INSTRUCTIONS TO FOLLOW
In the records below, substitute "reflection" for every "shadow" and reproduce them otherwise unchanged.

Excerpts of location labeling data
* * *

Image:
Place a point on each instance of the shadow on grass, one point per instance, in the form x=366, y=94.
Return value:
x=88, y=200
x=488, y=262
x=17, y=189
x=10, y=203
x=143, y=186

* * *

OUTPUT OF THE TASK
Image:
Place a point on each instance of the reflection on grass, one point per instance, in the form x=366, y=94.
Return value:
x=88, y=200
x=488, y=262
x=17, y=189
x=10, y=203
x=143, y=186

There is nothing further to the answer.